### Task to carry out
Lines that include "lying" make up the answer; copy all of them from the data below.

Entries taken from a collection
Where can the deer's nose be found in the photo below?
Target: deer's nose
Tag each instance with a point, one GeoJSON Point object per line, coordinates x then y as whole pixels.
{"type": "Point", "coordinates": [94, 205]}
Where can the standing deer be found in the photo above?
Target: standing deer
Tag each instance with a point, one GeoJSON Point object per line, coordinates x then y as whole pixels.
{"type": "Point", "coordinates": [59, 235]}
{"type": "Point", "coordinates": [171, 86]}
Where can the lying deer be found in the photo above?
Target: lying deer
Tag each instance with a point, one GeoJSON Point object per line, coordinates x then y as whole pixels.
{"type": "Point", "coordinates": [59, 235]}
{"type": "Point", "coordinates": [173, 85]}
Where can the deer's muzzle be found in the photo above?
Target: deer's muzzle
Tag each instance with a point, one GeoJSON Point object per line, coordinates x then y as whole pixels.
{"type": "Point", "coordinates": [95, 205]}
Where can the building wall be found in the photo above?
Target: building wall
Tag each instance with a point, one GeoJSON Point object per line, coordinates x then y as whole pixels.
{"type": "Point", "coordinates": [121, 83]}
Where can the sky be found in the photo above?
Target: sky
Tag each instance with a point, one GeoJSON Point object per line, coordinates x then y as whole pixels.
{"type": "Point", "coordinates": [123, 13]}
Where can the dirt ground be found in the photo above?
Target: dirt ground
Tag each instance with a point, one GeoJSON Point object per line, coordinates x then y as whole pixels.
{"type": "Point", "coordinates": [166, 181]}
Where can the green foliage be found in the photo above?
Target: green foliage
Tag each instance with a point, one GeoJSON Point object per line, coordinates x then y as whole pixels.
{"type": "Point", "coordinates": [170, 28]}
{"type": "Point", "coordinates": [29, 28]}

### Answer box
Where can the lying deer be found in the photo above?
Target: lying deer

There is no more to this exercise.